> **EXERCISE OBJECTIVE**
In the listing below, locate the line containing "the green illuminated"; reproduce that line and all lines that follow it, unchanged.

> **PROVIDED MATERIAL**
*-*-*

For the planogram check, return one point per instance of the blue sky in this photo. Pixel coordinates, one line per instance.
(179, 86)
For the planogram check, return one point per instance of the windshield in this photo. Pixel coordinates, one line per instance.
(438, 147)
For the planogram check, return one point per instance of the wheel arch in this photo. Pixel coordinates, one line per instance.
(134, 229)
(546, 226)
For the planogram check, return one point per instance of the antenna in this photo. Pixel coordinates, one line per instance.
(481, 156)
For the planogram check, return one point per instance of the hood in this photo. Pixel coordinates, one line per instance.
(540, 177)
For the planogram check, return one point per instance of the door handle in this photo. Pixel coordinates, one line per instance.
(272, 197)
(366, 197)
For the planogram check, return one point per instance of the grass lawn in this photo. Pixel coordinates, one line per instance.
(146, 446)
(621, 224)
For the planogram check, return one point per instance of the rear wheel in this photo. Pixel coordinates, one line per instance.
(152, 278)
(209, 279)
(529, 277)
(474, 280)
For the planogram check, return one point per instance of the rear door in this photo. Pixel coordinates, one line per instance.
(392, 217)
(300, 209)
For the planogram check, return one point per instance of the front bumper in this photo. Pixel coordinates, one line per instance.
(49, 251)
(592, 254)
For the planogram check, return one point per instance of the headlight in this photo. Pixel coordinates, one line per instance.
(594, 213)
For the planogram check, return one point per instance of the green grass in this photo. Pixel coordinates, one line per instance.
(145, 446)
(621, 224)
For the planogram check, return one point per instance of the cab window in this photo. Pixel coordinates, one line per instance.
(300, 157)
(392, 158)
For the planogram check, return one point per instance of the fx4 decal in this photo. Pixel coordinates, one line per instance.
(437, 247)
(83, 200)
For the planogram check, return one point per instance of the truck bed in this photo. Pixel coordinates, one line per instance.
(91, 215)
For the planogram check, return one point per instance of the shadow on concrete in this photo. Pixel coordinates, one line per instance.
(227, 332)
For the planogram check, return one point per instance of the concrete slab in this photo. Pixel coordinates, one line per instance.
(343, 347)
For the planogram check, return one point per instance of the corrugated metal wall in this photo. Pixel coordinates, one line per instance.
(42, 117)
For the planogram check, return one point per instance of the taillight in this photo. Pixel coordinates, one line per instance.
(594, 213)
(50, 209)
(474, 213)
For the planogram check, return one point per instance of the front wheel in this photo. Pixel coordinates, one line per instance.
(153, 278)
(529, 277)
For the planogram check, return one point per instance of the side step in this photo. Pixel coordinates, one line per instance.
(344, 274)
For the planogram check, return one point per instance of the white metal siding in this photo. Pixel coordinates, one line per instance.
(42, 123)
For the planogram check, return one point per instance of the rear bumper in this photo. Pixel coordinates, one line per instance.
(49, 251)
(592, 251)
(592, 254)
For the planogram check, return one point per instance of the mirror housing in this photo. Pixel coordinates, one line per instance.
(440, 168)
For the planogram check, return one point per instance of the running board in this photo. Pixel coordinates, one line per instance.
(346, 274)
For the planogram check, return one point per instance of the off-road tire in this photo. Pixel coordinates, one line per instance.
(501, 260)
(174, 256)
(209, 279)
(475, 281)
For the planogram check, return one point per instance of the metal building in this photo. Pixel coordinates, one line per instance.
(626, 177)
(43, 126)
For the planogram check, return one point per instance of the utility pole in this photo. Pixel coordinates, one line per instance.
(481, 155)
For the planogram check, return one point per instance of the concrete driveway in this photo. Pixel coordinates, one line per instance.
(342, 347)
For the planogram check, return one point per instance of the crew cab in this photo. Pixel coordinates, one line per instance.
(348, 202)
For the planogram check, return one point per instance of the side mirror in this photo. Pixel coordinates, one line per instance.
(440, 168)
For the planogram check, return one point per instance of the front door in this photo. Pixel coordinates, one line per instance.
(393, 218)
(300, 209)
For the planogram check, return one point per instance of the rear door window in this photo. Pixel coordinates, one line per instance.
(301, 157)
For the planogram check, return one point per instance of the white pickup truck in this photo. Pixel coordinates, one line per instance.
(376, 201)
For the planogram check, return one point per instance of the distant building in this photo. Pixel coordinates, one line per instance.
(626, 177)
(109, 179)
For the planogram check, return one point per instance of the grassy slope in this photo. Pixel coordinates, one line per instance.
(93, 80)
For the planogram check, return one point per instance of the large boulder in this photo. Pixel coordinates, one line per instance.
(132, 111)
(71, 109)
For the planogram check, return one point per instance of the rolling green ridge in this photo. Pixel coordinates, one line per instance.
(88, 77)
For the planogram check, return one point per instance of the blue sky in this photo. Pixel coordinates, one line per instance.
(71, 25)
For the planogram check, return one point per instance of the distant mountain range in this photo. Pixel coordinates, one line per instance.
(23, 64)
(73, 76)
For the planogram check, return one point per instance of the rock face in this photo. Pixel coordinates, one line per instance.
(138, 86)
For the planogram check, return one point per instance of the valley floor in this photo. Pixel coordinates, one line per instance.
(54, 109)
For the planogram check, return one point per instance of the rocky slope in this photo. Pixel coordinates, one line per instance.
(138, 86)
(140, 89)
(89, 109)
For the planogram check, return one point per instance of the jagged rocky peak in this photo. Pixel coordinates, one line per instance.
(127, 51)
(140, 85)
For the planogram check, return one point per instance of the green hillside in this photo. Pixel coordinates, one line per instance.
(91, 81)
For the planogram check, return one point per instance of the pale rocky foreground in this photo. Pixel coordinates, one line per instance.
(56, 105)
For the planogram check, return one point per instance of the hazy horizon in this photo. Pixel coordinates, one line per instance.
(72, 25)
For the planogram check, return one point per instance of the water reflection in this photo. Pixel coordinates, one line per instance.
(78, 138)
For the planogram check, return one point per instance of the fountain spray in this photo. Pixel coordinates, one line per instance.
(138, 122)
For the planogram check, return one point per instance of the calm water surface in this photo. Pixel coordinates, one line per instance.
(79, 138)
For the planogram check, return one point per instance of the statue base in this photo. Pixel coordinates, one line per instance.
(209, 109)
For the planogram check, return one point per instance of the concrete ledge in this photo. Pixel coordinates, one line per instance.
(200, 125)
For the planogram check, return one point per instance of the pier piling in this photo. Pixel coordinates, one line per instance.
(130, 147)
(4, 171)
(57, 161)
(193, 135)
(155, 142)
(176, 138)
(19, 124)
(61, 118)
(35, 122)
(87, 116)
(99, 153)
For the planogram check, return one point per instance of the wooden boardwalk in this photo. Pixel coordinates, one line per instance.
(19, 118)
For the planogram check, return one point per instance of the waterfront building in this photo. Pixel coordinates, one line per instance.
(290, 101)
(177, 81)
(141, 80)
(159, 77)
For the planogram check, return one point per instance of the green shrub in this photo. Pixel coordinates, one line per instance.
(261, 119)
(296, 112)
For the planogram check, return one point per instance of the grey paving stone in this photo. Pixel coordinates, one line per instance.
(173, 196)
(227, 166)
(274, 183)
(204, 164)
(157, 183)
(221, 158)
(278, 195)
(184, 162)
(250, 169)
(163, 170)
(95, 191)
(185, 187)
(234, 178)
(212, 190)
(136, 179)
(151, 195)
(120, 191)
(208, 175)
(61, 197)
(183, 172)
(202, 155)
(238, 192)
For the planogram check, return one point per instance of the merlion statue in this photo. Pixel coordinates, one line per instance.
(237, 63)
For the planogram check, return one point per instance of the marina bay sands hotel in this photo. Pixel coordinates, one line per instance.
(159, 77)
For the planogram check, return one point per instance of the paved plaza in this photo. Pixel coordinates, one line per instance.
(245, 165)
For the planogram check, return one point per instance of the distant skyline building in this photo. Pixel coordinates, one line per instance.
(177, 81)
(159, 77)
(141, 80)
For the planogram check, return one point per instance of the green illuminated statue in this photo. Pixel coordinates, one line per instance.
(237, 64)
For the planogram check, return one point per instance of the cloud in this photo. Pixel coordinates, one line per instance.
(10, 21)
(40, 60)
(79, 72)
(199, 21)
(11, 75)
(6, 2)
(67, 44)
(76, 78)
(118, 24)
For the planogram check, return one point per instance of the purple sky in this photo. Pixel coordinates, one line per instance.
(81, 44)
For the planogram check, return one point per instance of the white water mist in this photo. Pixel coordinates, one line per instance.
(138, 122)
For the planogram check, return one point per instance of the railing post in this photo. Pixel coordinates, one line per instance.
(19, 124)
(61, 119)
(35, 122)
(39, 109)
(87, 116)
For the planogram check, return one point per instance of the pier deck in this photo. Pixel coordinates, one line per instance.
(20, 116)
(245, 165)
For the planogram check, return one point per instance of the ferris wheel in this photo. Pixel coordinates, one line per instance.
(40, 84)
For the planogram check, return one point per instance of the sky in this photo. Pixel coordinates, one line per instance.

*-*-*

> **EXERCISE RESULT**
For the planogram check, return one point per instance of the green illuminated statue in this photo. Pixel coordinates, one line per instance.
(237, 64)
For the planogram check, return one point per instance of the cloud in this photo. Pixel coordinates, one line per instance.
(10, 21)
(40, 60)
(79, 72)
(199, 21)
(11, 75)
(6, 2)
(67, 44)
(76, 78)
(118, 24)
For the planogram check, return one point per instance of the purple sky in this photo. Pixel coordinates, one line per instance.
(81, 44)
For the planogram check, return one point per instance of the white water mist in this photo. Pixel coordinates, one line per instance.
(138, 122)
For the planogram check, return one point per instance of the railing post in this photo. Pixel coordinates, one line per instance.
(19, 124)
(61, 119)
(35, 122)
(39, 109)
(87, 116)
For the planogram check, return one point per instance of the pier deck in this photo. Pixel coordinates, one line per instance.
(20, 116)
(245, 165)
For the planogram check, return one point per instance of the ferris wheel in this photo. Pixel coordinates, one line per instance.
(40, 84)
For the planogram check, return one point per instance of the sky in this photo. Pixel coordinates, one line per instance.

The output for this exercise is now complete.